## Task item:
Show every line of the data that includes the word "basket".

## Region pointing data:
———

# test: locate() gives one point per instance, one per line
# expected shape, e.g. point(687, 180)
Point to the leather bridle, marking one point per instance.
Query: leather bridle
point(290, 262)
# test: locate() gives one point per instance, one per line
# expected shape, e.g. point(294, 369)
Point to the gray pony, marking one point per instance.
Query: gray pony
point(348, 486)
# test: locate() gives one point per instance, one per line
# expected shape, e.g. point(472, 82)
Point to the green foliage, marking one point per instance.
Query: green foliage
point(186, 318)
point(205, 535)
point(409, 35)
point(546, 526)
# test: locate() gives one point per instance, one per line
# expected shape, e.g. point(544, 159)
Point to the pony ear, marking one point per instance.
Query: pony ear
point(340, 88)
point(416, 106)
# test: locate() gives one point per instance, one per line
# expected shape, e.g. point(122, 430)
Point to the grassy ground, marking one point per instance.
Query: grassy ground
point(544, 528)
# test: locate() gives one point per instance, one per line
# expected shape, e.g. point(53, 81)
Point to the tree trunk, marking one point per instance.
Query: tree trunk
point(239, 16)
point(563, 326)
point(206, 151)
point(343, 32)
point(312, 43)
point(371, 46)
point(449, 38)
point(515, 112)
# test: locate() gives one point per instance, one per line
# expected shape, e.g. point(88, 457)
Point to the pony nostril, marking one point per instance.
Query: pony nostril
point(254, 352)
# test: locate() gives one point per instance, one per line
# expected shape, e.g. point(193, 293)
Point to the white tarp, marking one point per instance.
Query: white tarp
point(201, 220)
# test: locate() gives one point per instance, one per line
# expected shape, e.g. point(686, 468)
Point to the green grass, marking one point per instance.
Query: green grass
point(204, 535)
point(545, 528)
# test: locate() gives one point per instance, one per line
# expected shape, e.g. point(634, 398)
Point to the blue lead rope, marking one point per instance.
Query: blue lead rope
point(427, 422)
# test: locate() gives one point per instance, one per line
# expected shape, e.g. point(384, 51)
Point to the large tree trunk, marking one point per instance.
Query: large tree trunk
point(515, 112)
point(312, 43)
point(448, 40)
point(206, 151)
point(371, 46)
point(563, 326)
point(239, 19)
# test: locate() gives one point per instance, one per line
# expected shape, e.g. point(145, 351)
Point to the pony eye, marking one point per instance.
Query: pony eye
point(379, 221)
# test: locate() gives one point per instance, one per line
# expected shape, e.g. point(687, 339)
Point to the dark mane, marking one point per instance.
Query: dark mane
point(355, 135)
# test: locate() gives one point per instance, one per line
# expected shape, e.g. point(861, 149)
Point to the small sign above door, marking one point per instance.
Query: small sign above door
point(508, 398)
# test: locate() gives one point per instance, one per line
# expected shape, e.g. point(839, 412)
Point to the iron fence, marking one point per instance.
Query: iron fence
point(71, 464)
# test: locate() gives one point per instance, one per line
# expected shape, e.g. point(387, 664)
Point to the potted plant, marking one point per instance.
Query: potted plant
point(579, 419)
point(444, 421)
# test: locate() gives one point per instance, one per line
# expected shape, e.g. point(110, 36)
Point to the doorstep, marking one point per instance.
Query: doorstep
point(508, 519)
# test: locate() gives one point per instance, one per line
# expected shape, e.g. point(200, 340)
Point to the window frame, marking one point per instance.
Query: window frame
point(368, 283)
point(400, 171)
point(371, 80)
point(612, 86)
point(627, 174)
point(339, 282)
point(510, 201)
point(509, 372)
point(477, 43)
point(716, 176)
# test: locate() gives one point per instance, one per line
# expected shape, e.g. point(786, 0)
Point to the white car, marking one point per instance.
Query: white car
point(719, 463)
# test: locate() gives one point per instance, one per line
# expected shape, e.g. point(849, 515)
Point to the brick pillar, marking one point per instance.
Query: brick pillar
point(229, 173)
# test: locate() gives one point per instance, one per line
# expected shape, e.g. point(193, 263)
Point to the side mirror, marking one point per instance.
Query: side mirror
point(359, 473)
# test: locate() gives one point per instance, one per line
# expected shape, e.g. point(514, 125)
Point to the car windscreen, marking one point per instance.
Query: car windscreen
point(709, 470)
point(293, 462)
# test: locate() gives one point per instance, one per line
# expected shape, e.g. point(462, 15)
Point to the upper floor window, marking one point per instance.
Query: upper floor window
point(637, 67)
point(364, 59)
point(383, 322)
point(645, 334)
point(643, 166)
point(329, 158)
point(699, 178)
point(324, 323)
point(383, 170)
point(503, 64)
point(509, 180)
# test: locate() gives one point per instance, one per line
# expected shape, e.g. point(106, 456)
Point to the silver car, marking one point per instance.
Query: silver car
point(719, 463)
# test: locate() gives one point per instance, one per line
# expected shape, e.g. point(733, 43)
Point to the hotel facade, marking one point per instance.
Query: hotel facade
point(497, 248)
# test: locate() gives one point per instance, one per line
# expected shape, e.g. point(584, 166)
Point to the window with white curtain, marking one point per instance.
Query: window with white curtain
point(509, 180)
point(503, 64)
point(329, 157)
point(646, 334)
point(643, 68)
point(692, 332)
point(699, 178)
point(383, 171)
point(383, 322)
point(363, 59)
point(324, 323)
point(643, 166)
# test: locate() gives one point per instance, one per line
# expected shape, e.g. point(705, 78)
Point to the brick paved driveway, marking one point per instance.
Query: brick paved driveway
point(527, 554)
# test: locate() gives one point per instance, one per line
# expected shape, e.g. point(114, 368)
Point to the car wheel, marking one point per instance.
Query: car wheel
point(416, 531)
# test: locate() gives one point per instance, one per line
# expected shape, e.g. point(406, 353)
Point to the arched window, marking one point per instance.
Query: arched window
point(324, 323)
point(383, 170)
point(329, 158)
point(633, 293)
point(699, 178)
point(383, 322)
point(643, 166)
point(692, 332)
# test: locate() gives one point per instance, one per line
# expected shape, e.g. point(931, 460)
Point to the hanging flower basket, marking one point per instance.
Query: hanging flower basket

———

## Result below:
Point to the hanging flower basket, marking one point per instance.
Query: hanging flower basket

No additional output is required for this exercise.